* **WRITTEN REQUEST**
Update the part of the rows that opens with the line containing "of the bird" and closes with the line containing "529,347,650,503", both lines included: write those lines again with "crop" changed to "extract" and everything else unchanged.

Source records
┄┄┄┄┄┄┄┄┄┄
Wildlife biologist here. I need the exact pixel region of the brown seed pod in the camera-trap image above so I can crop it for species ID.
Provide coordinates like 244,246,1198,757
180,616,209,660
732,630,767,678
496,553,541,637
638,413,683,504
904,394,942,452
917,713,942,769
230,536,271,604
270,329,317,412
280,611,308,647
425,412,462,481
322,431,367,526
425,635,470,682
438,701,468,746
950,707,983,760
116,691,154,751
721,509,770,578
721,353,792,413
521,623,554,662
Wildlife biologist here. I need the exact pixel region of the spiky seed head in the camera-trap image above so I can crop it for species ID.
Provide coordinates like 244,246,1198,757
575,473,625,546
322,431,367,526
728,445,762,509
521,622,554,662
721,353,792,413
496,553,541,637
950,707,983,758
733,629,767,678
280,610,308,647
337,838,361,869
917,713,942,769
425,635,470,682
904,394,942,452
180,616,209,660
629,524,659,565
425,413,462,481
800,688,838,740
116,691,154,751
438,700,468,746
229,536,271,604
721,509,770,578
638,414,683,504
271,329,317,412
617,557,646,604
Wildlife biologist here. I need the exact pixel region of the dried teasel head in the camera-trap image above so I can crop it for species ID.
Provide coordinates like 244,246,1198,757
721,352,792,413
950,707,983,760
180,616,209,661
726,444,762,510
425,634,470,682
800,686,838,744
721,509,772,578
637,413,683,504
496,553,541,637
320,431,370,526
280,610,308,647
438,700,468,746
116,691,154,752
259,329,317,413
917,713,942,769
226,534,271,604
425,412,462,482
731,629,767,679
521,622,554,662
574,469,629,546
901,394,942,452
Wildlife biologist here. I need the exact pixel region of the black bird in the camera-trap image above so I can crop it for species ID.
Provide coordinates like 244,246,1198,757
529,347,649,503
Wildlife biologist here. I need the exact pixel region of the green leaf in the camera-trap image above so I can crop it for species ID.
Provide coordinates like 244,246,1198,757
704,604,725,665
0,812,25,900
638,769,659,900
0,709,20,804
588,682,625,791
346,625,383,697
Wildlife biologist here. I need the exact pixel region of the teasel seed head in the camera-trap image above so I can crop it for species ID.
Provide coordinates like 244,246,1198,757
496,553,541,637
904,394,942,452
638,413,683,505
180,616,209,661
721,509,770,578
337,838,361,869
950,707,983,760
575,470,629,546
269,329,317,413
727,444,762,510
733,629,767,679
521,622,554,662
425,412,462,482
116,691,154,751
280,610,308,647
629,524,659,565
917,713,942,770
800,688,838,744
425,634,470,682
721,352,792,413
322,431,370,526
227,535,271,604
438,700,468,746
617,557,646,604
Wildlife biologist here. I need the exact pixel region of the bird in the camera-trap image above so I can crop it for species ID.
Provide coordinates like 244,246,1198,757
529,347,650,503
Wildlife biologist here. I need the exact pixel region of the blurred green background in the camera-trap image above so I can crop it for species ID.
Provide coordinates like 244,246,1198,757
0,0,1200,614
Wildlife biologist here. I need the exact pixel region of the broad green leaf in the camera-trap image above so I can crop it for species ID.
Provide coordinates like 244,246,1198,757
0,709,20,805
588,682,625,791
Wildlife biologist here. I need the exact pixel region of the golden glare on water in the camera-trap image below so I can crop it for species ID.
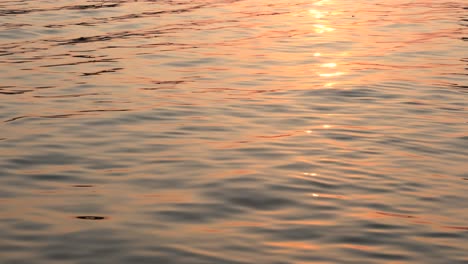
┄┄┄┄┄┄┄┄┄┄
* **OUTPUT BELOW**
Wildlife biologist here. I need the exact pixel region of the bird in the camera-trap image above so I can extract it for species ID.
Provide coordinates like 244,246,1198,757
529,347,650,503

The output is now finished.